# Text
• • • • • • •
Rue Barclay (February 23, 1922 – March 6, 1998) was an American Country & Western musician who recorded in the 1940s and in to the 1970s. He was also record producer who produced records for Clarence Jackson, Mutt Poston & The Farm Hands and Red White & The Country Gospel Singers etc.

Career
Barclay had history in recording went back to the late 1940s.

1950s to 1960s
In 1950 he had a 78RPM single "Arizona" bw "Goin' On Down To See Rose"  out on the Webster label. It was credited to Rue Barclay And Lois Reed With The Melody Riders. 
In 1962, Barclay had a release on the Impact label. His release was "I've Lost The Road" bw "Please Dear Won't You Stay". Also that year, a song he co-wrote with Dorinda Morgan for surf band The Tornadoes, "Phantom Surfer " was released on the Aertaun label. The following year Barclay appeared in a low budget film, The Skydivers. He was part of an outfit led by Jimmy Bryant called Jimmy Bryant and the Night Jumpers. Two songs by the group, "Stratosphere Boogie" and "Ah-So" were featured in the film.  It was reported in the November 30, 1968 edition of Record World that Barclay was to produce all of the sessions for (husband and wife duo), John & Sharon Leighton who were signed to Sage and Sand Records.
• • • • • • •
# Entries
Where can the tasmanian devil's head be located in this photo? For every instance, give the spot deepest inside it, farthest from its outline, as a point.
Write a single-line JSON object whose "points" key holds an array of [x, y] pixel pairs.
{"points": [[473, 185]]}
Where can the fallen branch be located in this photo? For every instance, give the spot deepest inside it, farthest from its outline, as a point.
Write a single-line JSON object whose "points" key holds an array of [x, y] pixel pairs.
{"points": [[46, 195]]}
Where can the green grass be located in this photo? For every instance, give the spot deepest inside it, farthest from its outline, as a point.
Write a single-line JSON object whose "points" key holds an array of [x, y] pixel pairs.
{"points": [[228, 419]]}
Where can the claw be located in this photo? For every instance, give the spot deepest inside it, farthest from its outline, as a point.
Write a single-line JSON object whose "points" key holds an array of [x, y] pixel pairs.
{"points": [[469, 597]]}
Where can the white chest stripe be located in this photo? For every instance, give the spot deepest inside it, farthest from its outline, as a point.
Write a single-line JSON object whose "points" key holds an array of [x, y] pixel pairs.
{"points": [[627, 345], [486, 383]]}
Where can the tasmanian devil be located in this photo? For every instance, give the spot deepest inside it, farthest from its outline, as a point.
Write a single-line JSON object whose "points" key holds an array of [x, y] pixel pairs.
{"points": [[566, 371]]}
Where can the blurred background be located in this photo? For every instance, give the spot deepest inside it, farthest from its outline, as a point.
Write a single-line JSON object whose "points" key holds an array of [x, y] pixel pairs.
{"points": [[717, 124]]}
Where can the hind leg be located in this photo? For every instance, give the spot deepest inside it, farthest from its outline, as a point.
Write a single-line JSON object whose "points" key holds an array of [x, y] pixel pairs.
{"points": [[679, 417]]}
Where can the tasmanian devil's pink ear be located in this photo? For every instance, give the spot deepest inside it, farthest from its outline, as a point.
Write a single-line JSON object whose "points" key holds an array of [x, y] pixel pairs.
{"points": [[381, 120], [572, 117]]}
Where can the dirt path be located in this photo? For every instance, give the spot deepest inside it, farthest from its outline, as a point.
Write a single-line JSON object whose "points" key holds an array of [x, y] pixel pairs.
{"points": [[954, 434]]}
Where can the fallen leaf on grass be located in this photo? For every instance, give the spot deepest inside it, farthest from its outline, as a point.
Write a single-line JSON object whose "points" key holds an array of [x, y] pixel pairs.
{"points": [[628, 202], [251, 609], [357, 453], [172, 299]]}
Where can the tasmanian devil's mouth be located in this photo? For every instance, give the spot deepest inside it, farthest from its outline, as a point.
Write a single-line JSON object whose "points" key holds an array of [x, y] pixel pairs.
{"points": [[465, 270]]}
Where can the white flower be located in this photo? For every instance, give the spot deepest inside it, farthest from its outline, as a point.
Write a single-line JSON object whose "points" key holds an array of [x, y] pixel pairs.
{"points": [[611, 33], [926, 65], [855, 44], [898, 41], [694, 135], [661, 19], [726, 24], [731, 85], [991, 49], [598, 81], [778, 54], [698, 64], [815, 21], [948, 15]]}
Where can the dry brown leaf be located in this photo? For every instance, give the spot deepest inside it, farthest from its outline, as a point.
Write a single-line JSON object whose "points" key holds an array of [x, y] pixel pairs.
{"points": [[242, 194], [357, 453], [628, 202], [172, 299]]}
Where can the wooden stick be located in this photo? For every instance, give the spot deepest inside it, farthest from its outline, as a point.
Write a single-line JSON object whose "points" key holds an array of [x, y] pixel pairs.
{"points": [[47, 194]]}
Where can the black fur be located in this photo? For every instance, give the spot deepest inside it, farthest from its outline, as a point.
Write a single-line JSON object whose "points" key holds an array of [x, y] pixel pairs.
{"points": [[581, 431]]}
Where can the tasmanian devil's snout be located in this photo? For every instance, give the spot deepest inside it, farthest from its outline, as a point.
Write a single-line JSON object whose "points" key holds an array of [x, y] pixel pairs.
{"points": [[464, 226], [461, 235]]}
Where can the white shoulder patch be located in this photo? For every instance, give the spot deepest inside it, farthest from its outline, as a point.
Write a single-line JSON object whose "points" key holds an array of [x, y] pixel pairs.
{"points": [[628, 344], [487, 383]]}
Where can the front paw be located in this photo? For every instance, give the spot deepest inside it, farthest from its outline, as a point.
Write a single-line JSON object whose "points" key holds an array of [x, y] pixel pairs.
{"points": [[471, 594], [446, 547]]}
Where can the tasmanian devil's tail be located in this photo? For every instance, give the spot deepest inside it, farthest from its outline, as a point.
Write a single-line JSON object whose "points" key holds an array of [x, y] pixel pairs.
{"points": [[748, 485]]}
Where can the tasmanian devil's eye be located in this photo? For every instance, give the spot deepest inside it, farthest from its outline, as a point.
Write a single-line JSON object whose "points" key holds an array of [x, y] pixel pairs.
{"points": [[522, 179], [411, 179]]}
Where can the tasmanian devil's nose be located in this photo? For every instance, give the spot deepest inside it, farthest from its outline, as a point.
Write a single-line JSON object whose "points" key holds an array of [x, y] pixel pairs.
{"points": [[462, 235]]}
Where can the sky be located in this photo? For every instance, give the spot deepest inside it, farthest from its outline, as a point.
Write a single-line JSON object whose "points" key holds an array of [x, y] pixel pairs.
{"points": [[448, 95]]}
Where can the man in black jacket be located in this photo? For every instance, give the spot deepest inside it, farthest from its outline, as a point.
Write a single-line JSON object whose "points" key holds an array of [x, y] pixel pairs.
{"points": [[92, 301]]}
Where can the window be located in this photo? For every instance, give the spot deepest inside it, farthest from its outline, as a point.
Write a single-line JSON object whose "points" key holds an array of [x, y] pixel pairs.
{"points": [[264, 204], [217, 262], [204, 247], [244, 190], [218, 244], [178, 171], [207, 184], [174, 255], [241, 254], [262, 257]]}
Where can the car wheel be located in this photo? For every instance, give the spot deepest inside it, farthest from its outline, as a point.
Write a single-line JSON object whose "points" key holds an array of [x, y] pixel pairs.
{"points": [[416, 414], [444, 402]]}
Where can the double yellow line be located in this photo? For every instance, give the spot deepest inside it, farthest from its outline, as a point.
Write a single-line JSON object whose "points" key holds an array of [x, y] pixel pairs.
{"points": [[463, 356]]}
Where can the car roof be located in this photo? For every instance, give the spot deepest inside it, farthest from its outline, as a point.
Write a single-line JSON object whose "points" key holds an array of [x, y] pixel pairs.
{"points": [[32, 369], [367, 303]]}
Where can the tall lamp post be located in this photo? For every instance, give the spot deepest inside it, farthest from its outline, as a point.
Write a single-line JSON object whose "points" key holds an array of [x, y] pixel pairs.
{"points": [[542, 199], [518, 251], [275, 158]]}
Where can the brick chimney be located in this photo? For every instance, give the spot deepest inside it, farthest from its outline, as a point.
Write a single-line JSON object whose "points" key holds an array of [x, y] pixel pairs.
• • • • • • •
# Problems and tasks
1. For each statement, (a) through (c), decide whether the Rue Barclay text agrees with it. Answer yes or no and quote the words of the text that settle it.
(a) Barclay's 1950 single came out on the Webster label.
(b) "Phantom Surfer" was released on the Impact label.
(c) Two songs by Jimmy Bryant and the Night Jumpers were featured in The Skydivers.
2. Answer these questions using the Rue Barclay text.
(a) In what year was Barclay born?
(b) Who co-wrote "Phantom Surfer" with Barclay?
(c) Which record label were John & Sharon Leighton signed to?

# Responses to the tasks
1.
(a) Yes: "out on the Webster label"
(b) No: "was released on the Aertaun label"
(c) Yes: "Two songs by the group, "Stratosphere Boogie" and "Ah-So" were featured in the film."

2.
(a) 1922
(b) Dorinda Morgan
(c) Sage and Sand Records